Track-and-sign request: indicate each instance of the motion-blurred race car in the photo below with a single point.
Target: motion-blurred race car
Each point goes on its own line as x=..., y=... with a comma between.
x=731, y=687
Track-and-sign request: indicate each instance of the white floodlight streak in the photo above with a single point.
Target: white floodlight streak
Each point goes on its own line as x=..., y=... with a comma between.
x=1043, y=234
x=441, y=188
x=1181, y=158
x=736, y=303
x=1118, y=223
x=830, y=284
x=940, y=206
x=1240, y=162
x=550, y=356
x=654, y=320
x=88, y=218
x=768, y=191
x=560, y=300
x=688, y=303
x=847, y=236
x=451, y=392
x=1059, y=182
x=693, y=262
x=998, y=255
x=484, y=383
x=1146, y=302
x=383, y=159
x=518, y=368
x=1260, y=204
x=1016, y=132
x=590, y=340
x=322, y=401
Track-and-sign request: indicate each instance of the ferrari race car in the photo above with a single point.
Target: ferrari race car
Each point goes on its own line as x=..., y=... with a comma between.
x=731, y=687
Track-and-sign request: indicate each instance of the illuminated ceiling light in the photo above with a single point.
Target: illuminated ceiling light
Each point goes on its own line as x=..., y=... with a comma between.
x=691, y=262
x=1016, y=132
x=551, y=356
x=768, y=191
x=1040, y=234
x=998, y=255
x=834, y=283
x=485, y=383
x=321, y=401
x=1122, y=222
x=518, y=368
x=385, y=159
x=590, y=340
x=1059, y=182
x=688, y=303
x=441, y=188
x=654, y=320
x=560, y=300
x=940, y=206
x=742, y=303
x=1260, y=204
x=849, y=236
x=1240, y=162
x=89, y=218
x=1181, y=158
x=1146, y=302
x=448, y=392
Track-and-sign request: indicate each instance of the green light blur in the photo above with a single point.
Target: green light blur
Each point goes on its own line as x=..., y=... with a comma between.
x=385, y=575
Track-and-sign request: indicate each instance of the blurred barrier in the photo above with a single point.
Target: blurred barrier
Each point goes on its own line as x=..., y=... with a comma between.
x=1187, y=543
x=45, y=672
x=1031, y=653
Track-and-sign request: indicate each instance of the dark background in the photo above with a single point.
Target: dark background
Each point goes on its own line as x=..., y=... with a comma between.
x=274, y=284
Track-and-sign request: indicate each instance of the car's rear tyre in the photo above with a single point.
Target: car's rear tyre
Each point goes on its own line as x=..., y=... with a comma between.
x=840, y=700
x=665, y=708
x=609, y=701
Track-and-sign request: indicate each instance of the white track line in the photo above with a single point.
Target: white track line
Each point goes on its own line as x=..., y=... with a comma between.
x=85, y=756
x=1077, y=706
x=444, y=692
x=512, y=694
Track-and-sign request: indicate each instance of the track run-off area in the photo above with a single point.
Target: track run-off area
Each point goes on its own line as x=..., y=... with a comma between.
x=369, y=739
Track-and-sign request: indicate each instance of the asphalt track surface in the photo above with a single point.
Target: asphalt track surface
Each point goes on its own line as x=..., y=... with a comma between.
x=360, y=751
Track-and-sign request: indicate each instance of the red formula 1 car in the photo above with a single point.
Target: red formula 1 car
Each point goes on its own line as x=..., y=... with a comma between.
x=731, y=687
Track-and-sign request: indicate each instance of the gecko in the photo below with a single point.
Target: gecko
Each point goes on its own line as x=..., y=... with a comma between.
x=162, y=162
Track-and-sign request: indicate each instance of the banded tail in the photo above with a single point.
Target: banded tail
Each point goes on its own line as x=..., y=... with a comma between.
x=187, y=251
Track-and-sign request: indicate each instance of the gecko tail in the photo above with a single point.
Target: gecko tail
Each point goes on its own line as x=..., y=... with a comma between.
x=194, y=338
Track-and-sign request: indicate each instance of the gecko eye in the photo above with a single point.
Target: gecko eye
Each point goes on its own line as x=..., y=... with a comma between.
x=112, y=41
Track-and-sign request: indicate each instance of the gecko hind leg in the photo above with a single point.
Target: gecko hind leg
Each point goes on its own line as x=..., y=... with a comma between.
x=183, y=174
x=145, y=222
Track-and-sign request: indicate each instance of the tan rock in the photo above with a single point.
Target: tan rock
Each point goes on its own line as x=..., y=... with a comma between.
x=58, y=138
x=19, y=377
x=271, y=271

Work to complete:
Rewrite all of the data above as a Markdown table with two columns, Row and Line. Put each line of the data in its own numbered row, and leave out blank lines.

Task solution:
| Row | Line |
|---|---|
| 1 | Track-and-sign request: indicate each instance of the motion-blurred race car in the photo below with a single point. |
| 2 | Target: motion-blurred race car |
| 3 | Each point goes on its own line as x=..., y=... with a comma between. |
| 4 | x=731, y=687 |
| 5 | Track-and-sign request: indicate each instance of the white floodlight streak in the photo above with a single point. |
| 6 | Target: white floodlight streak |
| 7 | Each point goes on its own line as x=..., y=... with a comma between. |
| 8 | x=1043, y=234 |
| 9 | x=441, y=188 |
| 10 | x=1181, y=158 |
| 11 | x=736, y=303 |
| 12 | x=1118, y=223 |
| 13 | x=830, y=284 |
| 14 | x=940, y=206 |
| 15 | x=1240, y=162 |
| 16 | x=550, y=356 |
| 17 | x=654, y=320 |
| 18 | x=88, y=218 |
| 19 | x=768, y=191 |
| 20 | x=560, y=300 |
| 21 | x=688, y=303 |
| 22 | x=847, y=236 |
| 23 | x=451, y=392 |
| 24 | x=1059, y=182 |
| 25 | x=693, y=262 |
| 26 | x=998, y=255 |
| 27 | x=484, y=383 |
| 28 | x=1146, y=302 |
| 29 | x=383, y=159 |
| 30 | x=518, y=368 |
| 31 | x=1260, y=204 |
| 32 | x=1016, y=132 |
| 33 | x=590, y=340 |
| 34 | x=322, y=401 |
| 35 | Track-and-sign request: indicate each instance of the ferrari race car in the photo above with a single point. |
| 36 | Target: ferrari race car |
| 37 | Each point goes on its own line as x=..., y=... with a comma between. |
| 38 | x=731, y=687 |
| 39 | Track-and-sign request: indicate each instance of the illuminated ceiling light in the photo above with a single point. |
| 40 | Target: illuminated ceiling light |
| 41 | Each point goes on its own line as x=..., y=... with a comma between. |
| 42 | x=691, y=262 |
| 43 | x=1016, y=132 |
| 44 | x=551, y=356 |
| 45 | x=768, y=191 |
| 46 | x=1040, y=234 |
| 47 | x=998, y=255 |
| 48 | x=834, y=283 |
| 49 | x=485, y=383 |
| 50 | x=321, y=401 |
| 51 | x=1122, y=222 |
| 52 | x=518, y=368 |
| 53 | x=385, y=159 |
| 54 | x=590, y=340 |
| 55 | x=1059, y=182 |
| 56 | x=688, y=303 |
| 57 | x=441, y=188 |
| 58 | x=654, y=320 |
| 59 | x=560, y=300 |
| 60 | x=940, y=206 |
| 61 | x=742, y=303 |
| 62 | x=1260, y=204 |
| 63 | x=849, y=236 |
| 64 | x=1240, y=162 |
| 65 | x=89, y=218 |
| 66 | x=1181, y=158 |
| 67 | x=1146, y=302 |
| 68 | x=448, y=392 |
| 69 | Track-and-sign request: indicate each instance of the green light blur in the photo above with a single point. |
| 70 | Target: green light blur |
| 71 | Each point goes on its own line as x=..., y=... with a comma between. |
| 72 | x=385, y=575 |
| 73 | Track-and-sign request: indicate each instance of the blurred barrier in the photo above with a single point. |
| 74 | Target: blurred barrier |
| 75 | Each point goes on its own line as x=..., y=... with a comma between. |
| 76 | x=1187, y=543 |
| 77 | x=45, y=672 |
| 78 | x=1031, y=653 |
| 79 | Track-and-sign request: indicate each instance of the dark background in the photo above with a single point. |
| 80 | Target: dark background |
| 81 | Each point goes on its own line as x=..., y=... with a comma between. |
| 82 | x=274, y=284 |
| 83 | Track-and-sign request: indicate each instance of the car's rear tyre in the photo above with a single point. |
| 84 | Target: car's rear tyre |
| 85 | Each point goes on its own line as x=..., y=... with a comma between. |
| 86 | x=840, y=700 |
| 87 | x=665, y=708 |
| 88 | x=609, y=701 |
| 89 | Track-and-sign request: indicate each instance of the white track line in the photo above with a single point. |
| 90 | Target: white track line |
| 91 | Each point goes on its own line as x=..., y=... with a comma between. |
| 92 | x=85, y=756 |
| 93 | x=1077, y=706 |
| 94 | x=444, y=692 |
| 95 | x=512, y=694 |
| 96 | Track-and-sign request: indicate each instance of the track run-off area in the photo above with a single point. |
| 97 | Target: track run-off area |
| 98 | Each point goes on its own line as x=..., y=... with a comma between. |
| 99 | x=369, y=739 |
| 100 | Track-and-sign request: indicate each instance of the asphalt track surface in the photo above with a single point. |
| 101 | Target: asphalt track surface |
| 102 | Each point goes on its own line as x=..., y=... with a comma between. |
| 103 | x=360, y=751 |
| 104 | Track-and-sign request: indicate each instance of the red formula 1 car in the photo above with a single point. |
| 105 | Target: red formula 1 car |
| 106 | Each point goes on its own line as x=..., y=... with a comma between. |
| 107 | x=731, y=687 |
| 108 | Track-and-sign request: indicate each instance of the gecko in the photo below with a single point. |
| 109 | Target: gecko |
| 110 | Each point goes on its own line as x=..., y=... with a comma between. |
| 111 | x=162, y=162 |
| 112 | Track-and-sign request: indicate each instance of the banded tail in the photo above with a single point. |
| 113 | Target: banded tail |
| 114 | Each point goes on its own line as x=..., y=... with a comma between. |
| 115 | x=187, y=251 |
| 116 | Track-and-sign request: indicate each instance of the gecko tail in the photo above with a single point. |
| 117 | Target: gecko tail |
| 118 | Each point goes on its own line as x=..., y=... with a comma between. |
| 119 | x=194, y=338 |
| 120 | Track-and-sign request: indicate each instance of the gecko eye in the photo above with a single point. |
| 121 | Target: gecko eye |
| 122 | Each point goes on its own line as x=..., y=... with a comma between. |
| 123 | x=112, y=41 |
| 124 | Track-and-sign request: indicate each instance of the gecko hind leg in the photo above with a single point. |
| 125 | Target: gecko hind leg |
| 126 | Each point goes on its own line as x=..., y=... with a comma between. |
| 127 | x=183, y=174 |
| 128 | x=145, y=222 |
| 129 | Track-and-sign request: indicate each instance of the tan rock in the photo above with a single point. |
| 130 | Target: tan rock |
| 131 | Each point goes on its own line as x=..., y=... with a comma between. |
| 132 | x=58, y=138 |
| 133 | x=19, y=377 |
| 134 | x=271, y=271 |